Data supplied ▸

--------------------

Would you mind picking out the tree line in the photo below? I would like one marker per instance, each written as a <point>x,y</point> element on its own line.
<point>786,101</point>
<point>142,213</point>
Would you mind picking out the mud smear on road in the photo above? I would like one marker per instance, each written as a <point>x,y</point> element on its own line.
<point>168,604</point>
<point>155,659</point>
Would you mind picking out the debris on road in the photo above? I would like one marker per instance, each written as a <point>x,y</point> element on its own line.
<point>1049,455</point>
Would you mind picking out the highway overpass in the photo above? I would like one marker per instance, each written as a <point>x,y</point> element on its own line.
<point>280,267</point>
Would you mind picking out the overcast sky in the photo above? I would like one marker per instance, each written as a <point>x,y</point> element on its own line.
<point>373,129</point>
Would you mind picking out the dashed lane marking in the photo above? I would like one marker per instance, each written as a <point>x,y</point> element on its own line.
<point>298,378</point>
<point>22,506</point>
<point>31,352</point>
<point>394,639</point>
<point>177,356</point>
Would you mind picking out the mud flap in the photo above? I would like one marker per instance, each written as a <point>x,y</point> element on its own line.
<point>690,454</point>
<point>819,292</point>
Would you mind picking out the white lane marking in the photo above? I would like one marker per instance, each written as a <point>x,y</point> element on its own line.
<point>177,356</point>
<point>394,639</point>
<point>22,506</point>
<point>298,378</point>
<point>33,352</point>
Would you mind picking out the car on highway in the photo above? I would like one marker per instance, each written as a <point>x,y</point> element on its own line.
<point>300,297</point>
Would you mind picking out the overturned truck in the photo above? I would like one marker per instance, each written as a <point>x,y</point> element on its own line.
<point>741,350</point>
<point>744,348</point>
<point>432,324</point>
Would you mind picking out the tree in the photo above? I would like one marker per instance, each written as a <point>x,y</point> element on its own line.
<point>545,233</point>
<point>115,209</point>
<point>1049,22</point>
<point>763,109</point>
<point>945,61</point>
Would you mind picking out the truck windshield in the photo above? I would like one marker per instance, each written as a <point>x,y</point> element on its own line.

--------------------

Assigned task ▸ In full and without error, give the listing again.

Task output ▸
Would you mind picking out the tree line in the photo below? I would like one marker per instance, each written as a <point>x,y</point> element on its own line.
<point>786,101</point>
<point>142,213</point>
Would you mind picking out the mud smear on road in the photo above? I would like one marker per instance, each written as a <point>x,y</point> element on its own line.
<point>168,604</point>
<point>155,659</point>
Would you mind picking out the debris on road in the photo above? I would like one marker per instance, each written as a <point>x,y</point> element on its own line.
<point>1049,455</point>
Would you mind picking out the highway overpass in the photo above? I would like one marker per instance, each written as a <point>x,y</point> element on its own line.
<point>280,267</point>
Would you mind picking out the overcast sky in the photo above? I would like one marker per instance, each written as a <point>x,y</point> element on its own line.
<point>373,129</point>
Would you mind picking out the dashed lane marking in the photo above? I would like one marker per instance, each written as a <point>x,y</point> element on its own line.
<point>298,378</point>
<point>22,506</point>
<point>31,352</point>
<point>394,639</point>
<point>177,356</point>
Would you mind picking out the mud flap in the photo above? I would like one marker per instance, each written as a <point>x,y</point> element on its own line.
<point>690,454</point>
<point>819,292</point>
Would you mind picking out the white lane marking in the photo above? I would like one marker per instance, each written as a <point>x,y</point> element on its own line.
<point>177,356</point>
<point>394,639</point>
<point>22,506</point>
<point>298,378</point>
<point>33,352</point>
Would you mind picking out the car on highway in the photo above? I would like one marker per instance, each written as a <point>x,y</point> element on its own line.
<point>300,297</point>
Would you mind picking out the overturned truck in the photo above? I would like one marker per instance, each written as a <point>x,y</point> element on its own line.
<point>741,350</point>
<point>744,348</point>
<point>432,324</point>
Would you mind picking out the tree in the photo above? I would like one marker per instance, each written as a <point>x,y</point> element on its own line.
<point>545,233</point>
<point>115,209</point>
<point>1049,22</point>
<point>763,109</point>
<point>945,61</point>
Would you mind picking out the truck windshield in the photo above? I would like one marker per instance, each written as a <point>x,y</point> element on its own line.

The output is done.